• _Extrait à lire_

Quel sens donnons-nous à la médecine et à la chirurgie esthétique ? Est-ce celui de la vertu (la guérison) ou celui de la perversion (mutilation à des fins commerciales) ?
La tyrannie du paraître règne. Le diktat de la mode et ses apparences triomphent. Ce monde voit une pandémie contagieuse toucher des individus fragilisés par un manque d’estime et d’affirmation de soi. Le fantasme de la transformation du corps est réel et avec lui le souhait de posséder le pouvoir de maitriser le passage du temps sur notre corps.
L’identité collective a laissé place à l’identité individuelle (pyramide de Maslow). Cette recherche d’identité collective correspondait à des racines et des traditions fortes qui ancraient l’individu dans une reconnaissance forte, une existence réelle et une visibilité valorisante par des signes d’appartenance gratifiants. La quête de l’identité individuelle est difficile.

• _Données présentées_
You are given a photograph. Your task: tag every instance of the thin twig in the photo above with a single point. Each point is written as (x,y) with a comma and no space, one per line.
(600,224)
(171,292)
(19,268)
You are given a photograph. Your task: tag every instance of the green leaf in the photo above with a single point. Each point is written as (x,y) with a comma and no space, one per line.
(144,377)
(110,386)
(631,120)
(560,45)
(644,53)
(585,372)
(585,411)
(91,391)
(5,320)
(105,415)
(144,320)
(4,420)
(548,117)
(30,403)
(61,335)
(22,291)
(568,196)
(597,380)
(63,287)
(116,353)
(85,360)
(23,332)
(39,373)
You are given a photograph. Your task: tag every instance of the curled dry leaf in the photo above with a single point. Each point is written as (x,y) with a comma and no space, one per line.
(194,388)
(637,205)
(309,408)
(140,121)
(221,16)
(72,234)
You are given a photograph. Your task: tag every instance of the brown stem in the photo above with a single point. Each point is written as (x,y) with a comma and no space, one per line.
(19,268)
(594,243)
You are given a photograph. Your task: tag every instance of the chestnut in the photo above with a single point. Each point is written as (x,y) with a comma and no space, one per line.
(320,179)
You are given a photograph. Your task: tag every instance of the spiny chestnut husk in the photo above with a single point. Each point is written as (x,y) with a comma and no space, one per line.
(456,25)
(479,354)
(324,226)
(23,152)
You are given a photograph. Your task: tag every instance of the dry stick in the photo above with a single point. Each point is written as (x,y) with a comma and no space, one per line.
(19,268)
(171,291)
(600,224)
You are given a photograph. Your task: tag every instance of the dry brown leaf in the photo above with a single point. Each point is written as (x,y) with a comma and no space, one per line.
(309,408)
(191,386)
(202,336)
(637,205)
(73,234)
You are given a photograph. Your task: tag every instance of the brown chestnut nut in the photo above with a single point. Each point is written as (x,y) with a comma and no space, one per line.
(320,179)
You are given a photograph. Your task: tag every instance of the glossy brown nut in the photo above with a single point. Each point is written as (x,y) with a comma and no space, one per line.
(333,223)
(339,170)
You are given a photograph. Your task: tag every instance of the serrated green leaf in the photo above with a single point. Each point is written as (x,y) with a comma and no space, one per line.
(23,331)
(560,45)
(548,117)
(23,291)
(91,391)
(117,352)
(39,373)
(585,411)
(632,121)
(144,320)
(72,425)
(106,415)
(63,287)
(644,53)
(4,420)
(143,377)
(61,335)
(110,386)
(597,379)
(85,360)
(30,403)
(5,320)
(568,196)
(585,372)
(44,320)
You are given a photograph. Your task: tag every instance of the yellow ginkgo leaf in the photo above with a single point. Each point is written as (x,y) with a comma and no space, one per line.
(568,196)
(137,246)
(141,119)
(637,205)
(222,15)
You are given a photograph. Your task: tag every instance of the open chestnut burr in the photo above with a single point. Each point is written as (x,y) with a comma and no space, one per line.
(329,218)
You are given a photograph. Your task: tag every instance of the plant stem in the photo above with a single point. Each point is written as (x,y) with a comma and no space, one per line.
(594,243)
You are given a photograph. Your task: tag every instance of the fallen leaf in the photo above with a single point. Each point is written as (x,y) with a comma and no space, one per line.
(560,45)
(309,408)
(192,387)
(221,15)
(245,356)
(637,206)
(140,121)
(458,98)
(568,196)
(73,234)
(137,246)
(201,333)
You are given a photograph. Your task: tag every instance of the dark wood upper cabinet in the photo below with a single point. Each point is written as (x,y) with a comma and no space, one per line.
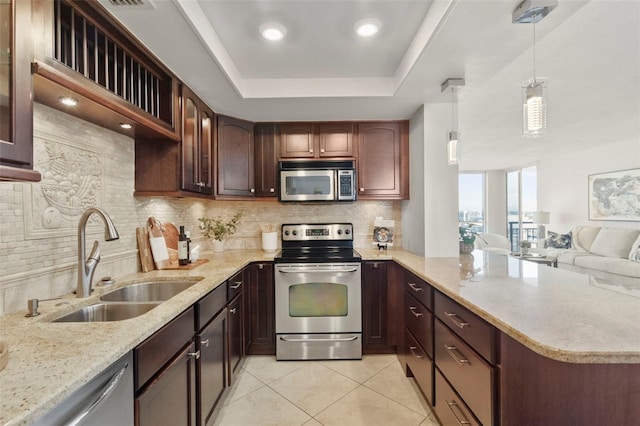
(235,158)
(16,105)
(335,139)
(297,140)
(316,140)
(383,160)
(266,159)
(80,50)
(197,144)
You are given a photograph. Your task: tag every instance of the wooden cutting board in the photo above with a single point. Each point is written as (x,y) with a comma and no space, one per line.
(171,234)
(144,249)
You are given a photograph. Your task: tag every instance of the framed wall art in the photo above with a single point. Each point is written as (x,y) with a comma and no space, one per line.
(615,196)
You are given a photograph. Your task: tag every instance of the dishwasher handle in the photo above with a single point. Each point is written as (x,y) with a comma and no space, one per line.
(104,394)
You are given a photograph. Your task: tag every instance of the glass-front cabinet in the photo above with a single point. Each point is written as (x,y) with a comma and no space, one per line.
(16,93)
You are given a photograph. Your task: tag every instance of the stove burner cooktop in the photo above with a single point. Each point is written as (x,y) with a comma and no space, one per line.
(317,243)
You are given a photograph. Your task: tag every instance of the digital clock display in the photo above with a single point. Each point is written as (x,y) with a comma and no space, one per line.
(317,232)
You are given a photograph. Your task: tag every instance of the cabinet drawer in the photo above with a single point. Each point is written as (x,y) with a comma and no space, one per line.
(419,321)
(234,285)
(420,364)
(158,349)
(474,330)
(450,408)
(420,289)
(210,305)
(470,375)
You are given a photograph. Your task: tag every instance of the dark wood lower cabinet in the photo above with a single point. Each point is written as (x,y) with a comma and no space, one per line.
(212,369)
(170,399)
(236,346)
(261,331)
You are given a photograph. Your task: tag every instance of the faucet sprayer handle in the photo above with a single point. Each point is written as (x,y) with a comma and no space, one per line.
(95,252)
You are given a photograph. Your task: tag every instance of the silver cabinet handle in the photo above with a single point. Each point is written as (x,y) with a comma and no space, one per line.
(456,355)
(413,310)
(415,287)
(106,391)
(462,420)
(413,349)
(457,320)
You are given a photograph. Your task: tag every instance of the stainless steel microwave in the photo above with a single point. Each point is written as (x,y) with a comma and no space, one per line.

• _Consignes de l'exercice_
a: Indiquez si chacun des énoncés suivants concorde avec l'extrait, en répondant par oui ou par non et en citant les mots décisifs de l'extrait. (i) L'identité individuelle a cédé la place à l'identité collective. (ii) La quête de l'identité individuelle est présentée comme difficile. (iii) La perversion est associée à une mutilation à des fins commerciales.
b: D'après l'extrait, quel mot figure entre parenthèses pour préciser le sens de la vertu ?
Ces données sont tirées d'une source distincte de l'extrait.

• _Réponses par consigne_
a:
(i) Non : « L’identité collective a laissé place à l’identité individuelle ».
(ii) Oui : « La quête de l’identité individuelle est difficile. »
(iii) Oui : « celui de la perversion (mutilation à des fins commerciales) ».

b: La guérison.